AIM: Pick up the opinion piece on Governor Napolitano and polygamy after its final sentence and carry it forward.

Governor Napolitano went to Utah, and all we got was some lousy ring kissing.
Governor Janet Napolitano is a champion of women and children — but not those trapped in polygamy.
I’ve got a dreadful message for thousands of young men and women trapped in the horrors of fundamentalist Mormon polygamy in a handful of remote and desolate towns north of the Grand Canyon along the Arizona-Utah border.
Governor Janet Napolitano — the rising Democratic starlet who deftly portrays herself as a defender of women’s rights, the champion of children and advocate of education — has sold your souls for political expediency.
Make no mistake: Napolitano would rather appease conservative Mormons in the state Legislature than courageously fight to free thousands of young men and women from the shackles of a practice condemned by every civilized nation on Earth.
The governor had a rare opportunity last month during a historic meeting with the leaders of the Church of Jesus Christ of Latter-day Saints (LDS) to demand they take a proactive role in helping the victims of polygamy.

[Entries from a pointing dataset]
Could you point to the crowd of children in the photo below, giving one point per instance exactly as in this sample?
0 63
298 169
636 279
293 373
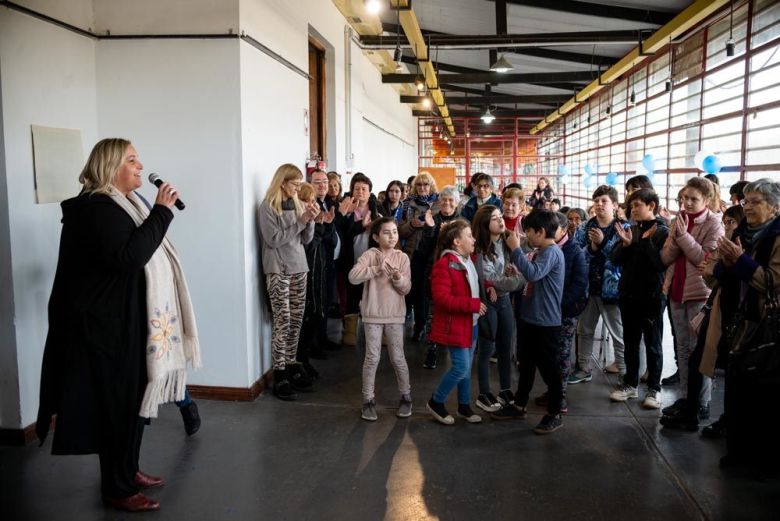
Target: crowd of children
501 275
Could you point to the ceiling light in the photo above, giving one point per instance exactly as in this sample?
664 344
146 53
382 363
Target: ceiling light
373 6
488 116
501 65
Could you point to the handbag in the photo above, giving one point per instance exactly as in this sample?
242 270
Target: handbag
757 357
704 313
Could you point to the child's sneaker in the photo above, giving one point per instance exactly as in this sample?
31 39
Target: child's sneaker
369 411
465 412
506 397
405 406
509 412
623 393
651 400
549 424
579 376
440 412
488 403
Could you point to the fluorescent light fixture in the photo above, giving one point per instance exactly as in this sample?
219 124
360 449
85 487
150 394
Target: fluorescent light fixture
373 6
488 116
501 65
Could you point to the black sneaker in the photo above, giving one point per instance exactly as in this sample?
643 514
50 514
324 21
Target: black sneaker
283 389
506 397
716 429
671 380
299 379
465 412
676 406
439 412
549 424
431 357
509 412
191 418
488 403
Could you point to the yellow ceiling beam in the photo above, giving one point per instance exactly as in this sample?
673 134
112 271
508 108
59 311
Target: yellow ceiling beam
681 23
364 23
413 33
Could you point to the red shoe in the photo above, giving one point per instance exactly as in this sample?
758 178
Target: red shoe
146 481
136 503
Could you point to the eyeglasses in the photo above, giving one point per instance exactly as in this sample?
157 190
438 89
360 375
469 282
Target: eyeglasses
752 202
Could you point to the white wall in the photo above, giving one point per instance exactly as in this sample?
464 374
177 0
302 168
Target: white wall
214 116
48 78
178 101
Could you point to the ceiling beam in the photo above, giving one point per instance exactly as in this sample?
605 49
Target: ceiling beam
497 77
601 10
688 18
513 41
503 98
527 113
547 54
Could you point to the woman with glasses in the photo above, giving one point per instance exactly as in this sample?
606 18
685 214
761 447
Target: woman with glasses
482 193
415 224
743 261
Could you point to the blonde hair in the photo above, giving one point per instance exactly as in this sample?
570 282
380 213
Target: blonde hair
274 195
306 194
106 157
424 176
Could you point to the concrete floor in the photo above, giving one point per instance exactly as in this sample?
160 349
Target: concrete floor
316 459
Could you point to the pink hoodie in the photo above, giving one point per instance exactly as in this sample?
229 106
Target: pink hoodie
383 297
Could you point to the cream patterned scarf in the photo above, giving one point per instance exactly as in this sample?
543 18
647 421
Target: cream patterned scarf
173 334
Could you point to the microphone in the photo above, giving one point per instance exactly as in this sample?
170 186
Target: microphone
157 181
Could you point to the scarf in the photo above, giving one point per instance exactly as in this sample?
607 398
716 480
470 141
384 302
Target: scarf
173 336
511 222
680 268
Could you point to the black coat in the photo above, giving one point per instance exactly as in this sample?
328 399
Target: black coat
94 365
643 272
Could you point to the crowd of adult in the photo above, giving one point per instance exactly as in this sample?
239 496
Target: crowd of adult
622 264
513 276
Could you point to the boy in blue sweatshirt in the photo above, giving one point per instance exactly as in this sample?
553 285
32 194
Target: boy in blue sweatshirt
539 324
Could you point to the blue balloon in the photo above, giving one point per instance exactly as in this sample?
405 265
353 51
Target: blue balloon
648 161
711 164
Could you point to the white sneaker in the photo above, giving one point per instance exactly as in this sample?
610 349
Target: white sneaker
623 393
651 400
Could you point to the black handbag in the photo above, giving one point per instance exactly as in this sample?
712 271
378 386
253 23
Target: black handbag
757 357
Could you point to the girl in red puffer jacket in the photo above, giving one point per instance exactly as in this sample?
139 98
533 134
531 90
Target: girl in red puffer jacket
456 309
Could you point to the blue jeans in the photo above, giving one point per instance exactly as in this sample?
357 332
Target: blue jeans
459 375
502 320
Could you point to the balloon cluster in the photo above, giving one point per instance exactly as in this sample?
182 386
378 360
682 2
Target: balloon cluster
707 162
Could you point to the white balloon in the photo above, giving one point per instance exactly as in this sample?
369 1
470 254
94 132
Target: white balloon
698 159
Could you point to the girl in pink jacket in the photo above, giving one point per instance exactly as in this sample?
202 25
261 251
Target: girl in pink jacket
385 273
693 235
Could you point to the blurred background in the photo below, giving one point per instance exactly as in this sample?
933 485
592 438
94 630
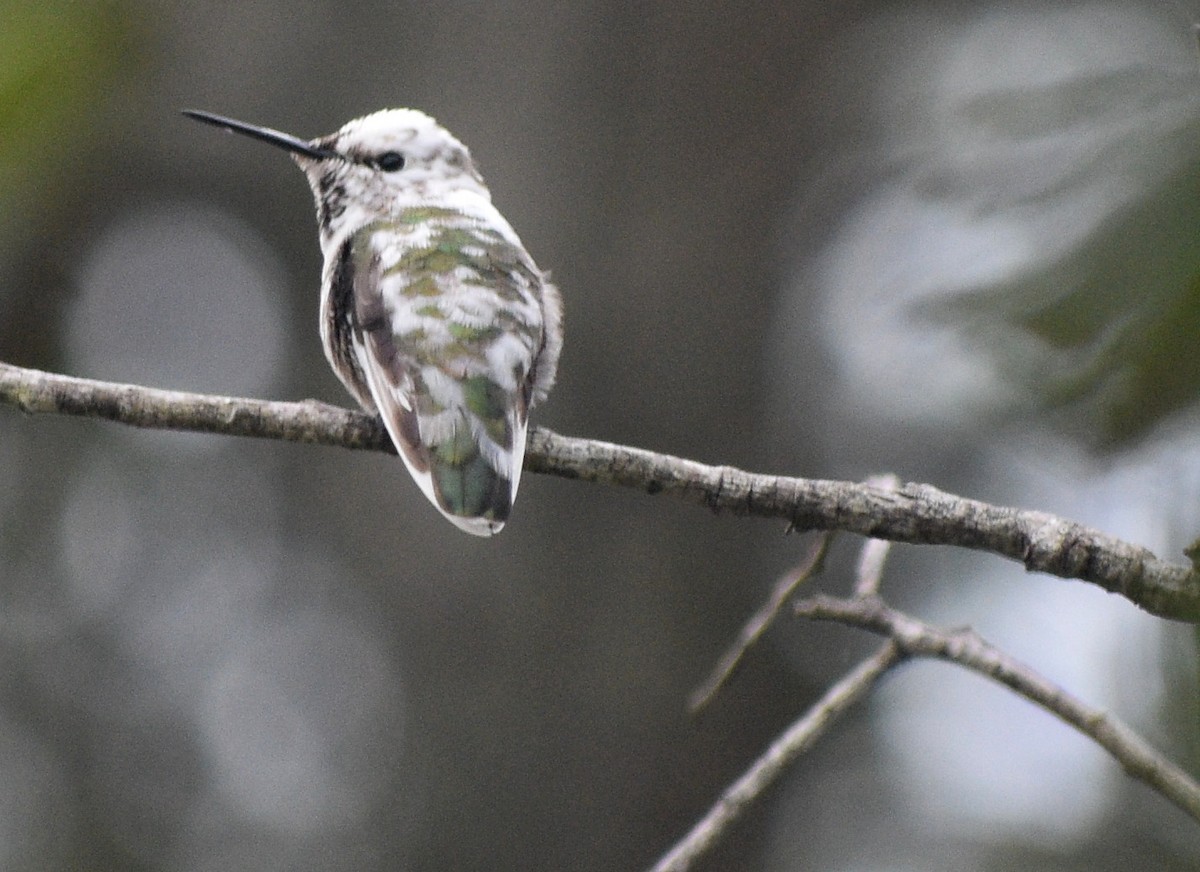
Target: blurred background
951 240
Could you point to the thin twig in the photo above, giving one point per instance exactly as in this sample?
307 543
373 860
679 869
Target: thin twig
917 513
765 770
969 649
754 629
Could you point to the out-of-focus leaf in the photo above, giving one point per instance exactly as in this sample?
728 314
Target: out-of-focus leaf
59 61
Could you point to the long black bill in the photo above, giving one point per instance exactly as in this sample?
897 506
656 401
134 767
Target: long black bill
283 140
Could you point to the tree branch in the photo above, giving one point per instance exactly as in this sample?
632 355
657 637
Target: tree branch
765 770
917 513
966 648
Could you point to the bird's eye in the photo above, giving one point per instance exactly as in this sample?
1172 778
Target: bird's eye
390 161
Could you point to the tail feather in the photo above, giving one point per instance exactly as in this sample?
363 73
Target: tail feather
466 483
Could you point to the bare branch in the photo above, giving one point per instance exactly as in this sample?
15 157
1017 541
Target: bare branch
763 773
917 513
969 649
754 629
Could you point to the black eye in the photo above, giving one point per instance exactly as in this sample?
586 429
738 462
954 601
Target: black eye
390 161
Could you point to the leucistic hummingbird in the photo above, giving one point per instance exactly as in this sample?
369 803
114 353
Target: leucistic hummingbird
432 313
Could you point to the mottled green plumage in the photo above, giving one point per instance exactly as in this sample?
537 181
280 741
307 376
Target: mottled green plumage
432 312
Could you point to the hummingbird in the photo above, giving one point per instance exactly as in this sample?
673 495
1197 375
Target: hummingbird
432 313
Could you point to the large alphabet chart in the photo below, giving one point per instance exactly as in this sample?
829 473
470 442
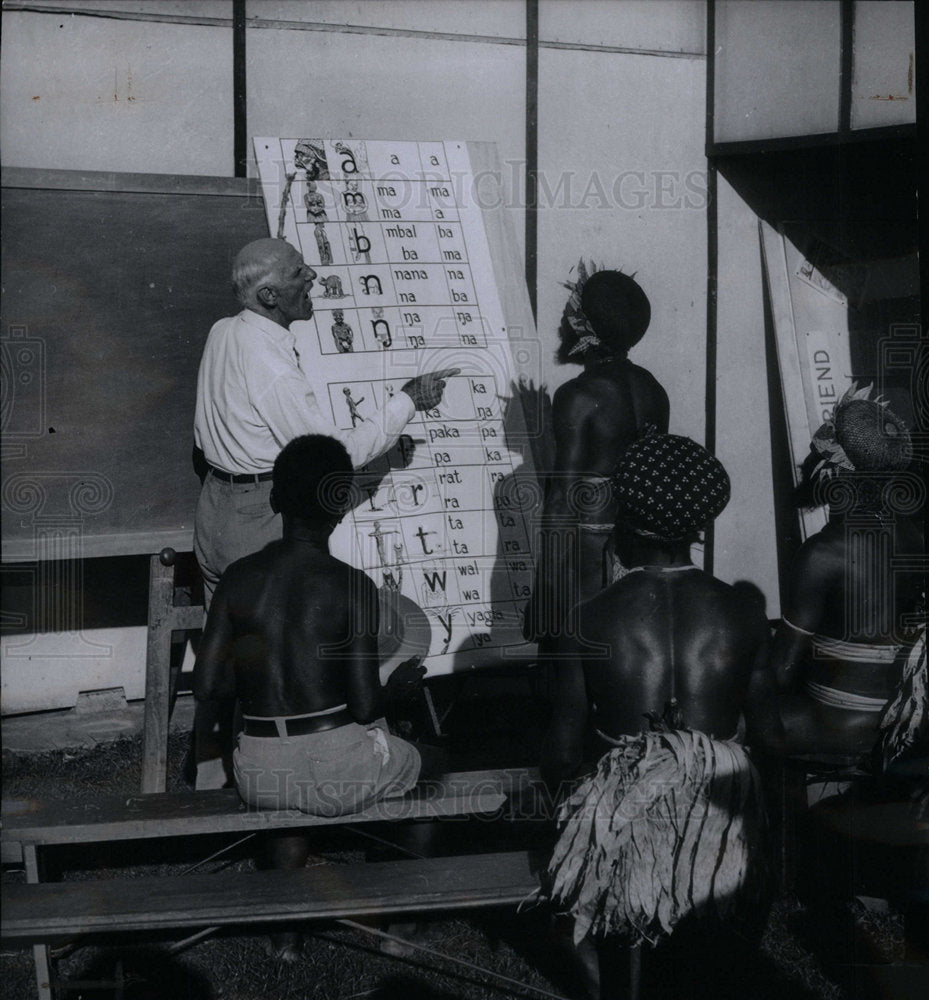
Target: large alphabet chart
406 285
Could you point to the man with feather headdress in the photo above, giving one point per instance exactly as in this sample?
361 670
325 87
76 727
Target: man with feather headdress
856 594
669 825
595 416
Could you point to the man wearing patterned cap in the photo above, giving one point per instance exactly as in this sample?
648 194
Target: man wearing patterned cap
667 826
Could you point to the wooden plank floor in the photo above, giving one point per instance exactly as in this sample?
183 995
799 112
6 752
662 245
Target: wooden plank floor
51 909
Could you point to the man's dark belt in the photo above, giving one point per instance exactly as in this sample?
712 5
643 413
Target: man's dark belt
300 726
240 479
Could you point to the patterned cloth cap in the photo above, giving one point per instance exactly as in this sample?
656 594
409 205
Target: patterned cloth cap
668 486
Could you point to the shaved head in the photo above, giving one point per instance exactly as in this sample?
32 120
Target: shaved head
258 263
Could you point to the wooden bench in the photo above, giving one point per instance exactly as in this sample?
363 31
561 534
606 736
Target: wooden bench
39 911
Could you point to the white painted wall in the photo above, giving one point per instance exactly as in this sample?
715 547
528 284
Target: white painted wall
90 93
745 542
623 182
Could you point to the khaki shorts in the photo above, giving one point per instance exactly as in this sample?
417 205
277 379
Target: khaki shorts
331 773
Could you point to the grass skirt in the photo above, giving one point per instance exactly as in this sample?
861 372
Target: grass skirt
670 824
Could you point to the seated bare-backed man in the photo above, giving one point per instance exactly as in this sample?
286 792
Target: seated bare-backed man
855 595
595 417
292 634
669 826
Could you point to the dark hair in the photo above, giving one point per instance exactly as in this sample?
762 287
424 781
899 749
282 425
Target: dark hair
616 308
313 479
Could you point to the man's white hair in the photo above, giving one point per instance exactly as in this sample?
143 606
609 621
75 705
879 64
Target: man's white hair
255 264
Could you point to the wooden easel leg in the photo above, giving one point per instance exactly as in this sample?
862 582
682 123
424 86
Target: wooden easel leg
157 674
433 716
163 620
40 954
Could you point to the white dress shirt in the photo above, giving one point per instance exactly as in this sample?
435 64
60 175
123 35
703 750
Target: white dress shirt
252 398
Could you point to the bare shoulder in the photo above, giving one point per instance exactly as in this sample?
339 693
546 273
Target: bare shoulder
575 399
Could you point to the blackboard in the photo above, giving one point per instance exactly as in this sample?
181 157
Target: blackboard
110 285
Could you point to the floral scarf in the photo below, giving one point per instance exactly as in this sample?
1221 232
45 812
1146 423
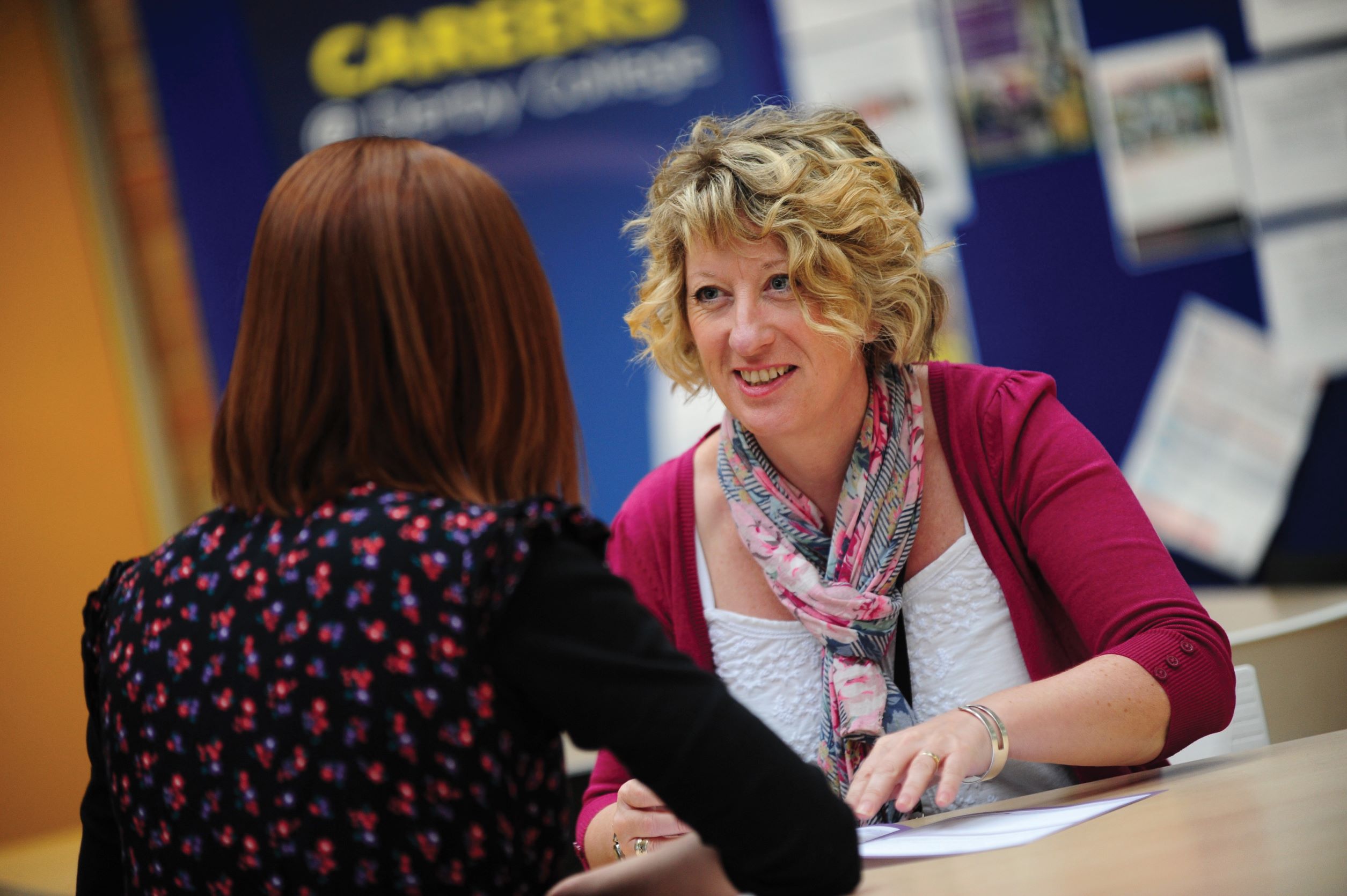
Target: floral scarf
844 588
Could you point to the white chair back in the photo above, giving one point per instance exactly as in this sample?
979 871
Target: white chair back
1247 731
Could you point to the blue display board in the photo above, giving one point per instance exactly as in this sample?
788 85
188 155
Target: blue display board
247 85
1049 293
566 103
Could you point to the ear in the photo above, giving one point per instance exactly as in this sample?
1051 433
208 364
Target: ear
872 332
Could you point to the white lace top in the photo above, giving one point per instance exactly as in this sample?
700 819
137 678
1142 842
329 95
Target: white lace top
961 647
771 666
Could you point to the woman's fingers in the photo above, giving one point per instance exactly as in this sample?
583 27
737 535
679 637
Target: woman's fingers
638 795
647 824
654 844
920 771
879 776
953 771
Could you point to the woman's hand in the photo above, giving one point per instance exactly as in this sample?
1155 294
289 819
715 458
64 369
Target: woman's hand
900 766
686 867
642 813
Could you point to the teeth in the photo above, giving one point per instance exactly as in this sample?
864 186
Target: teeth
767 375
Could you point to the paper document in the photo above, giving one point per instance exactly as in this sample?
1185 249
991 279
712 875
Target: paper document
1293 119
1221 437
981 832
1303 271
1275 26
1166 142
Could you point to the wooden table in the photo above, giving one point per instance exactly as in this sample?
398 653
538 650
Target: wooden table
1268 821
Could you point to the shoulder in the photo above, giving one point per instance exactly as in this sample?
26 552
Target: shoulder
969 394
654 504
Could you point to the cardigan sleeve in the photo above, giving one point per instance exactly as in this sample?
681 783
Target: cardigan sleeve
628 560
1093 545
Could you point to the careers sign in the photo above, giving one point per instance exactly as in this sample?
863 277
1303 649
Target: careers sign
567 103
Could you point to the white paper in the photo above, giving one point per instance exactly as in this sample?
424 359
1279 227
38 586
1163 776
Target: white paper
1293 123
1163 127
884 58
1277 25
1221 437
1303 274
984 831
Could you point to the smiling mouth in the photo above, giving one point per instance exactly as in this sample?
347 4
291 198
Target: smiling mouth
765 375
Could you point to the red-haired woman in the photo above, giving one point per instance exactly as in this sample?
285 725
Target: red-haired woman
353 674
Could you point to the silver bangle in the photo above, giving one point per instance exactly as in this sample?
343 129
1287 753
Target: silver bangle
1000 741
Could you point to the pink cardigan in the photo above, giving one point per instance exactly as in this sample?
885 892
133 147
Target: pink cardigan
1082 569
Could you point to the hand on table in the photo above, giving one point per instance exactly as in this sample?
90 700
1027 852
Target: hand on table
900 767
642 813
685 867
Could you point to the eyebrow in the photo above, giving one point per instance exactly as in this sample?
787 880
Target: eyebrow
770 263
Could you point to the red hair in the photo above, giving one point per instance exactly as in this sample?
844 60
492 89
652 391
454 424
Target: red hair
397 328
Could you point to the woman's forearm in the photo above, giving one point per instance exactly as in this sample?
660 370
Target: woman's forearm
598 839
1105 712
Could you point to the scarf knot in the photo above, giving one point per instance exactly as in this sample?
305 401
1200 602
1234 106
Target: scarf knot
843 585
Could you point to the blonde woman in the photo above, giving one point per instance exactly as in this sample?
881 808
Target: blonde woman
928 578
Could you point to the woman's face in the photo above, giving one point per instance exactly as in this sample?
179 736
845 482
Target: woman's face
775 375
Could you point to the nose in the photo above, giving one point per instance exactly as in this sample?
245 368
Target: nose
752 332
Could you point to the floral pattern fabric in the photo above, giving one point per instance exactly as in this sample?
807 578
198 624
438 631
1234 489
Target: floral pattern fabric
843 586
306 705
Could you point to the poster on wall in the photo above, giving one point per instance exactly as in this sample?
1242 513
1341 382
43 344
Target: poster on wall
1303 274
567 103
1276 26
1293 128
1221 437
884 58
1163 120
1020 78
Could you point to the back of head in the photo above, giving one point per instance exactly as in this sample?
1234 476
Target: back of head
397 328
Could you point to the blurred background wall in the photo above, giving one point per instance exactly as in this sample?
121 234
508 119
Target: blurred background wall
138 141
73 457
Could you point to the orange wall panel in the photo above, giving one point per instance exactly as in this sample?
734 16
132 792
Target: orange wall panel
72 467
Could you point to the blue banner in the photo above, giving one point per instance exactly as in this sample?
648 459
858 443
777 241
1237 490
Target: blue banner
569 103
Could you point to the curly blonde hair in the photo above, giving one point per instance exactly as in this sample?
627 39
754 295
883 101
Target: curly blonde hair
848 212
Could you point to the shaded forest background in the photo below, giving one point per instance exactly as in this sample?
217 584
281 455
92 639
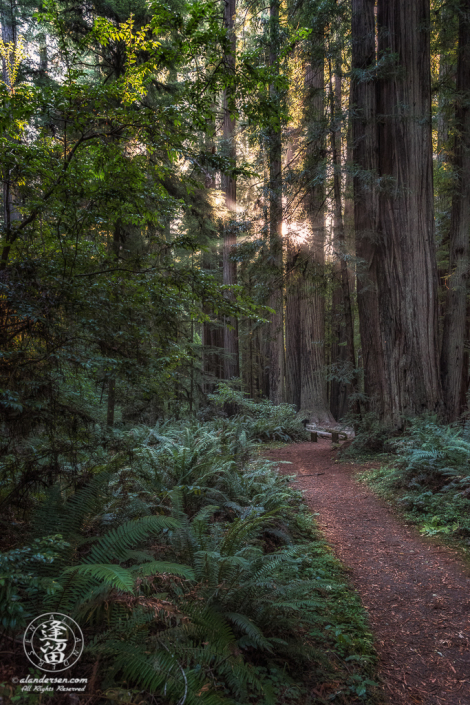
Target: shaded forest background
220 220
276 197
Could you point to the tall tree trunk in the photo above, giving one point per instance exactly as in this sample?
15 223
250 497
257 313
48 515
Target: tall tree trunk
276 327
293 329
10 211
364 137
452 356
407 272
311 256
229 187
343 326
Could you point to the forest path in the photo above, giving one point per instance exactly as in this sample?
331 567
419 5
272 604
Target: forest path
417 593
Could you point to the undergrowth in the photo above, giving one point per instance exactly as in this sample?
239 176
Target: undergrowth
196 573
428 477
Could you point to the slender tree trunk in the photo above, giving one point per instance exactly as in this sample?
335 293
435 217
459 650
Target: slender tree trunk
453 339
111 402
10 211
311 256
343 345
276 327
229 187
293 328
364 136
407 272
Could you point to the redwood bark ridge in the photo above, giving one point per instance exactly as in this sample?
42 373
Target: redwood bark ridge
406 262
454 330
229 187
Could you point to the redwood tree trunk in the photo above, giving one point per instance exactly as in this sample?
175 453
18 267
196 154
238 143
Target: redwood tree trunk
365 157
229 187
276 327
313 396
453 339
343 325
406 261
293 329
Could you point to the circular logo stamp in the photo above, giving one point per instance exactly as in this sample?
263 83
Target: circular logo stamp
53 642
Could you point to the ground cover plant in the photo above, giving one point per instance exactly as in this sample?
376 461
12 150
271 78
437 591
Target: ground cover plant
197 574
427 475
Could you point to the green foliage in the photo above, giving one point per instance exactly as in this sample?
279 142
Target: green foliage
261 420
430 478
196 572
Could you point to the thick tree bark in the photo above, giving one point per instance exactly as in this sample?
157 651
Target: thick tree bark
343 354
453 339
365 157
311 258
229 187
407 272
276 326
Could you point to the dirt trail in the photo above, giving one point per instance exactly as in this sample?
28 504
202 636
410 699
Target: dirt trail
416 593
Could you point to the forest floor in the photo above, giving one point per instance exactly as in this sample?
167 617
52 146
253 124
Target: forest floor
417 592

RESULT OF THIS EXERCISE:
She punted.
Napolitano never raised the sensitive topic, despite the fact that the LDS has a long, deep and continuing connection with polygamy.
The governor will argue that fundamentalist Mormon polygamists have no formal connection with the LDS — and technically, that’s true.
The LDS banned polygamy in 1890 under tremendous political pressure from Congress. But many members of the faith continued to quietly practice polygamy in the rural West as fundamentalist Mormons.
And just because the LDS banned polygamy, that doesn’t mean the LDS gave up its belief in polygamy. The church still embraces the concept in the afterlife, and it remains a key tenet in the LDS and fundamentalist sacred scriptures.
The ban also doesn’t mean the LDS can simply wash its hands and claim it is not responsible for the dreadful social conditions created by polygamy, a practice it strongly encouraged for decades.
Rather than accepting responsibility, the LDS church has turned a blind eye. It has done little to encourage and provide support for those seeking to break free from polygamy practiced by their fundamentalist cousins.
The LDS wishes polygamy would just go away, and so does Napolitano. But it won’t, not without a major effort by the state and the LDS.
The governor’s failure to discuss polygamy last month with LDS leaders in Salt Lake City sends a powerful signal to fundamentalist Mormons that she will not seriously challenge their corrupt lifestyle that is based on coercing underage girls into polygamous cohabitations.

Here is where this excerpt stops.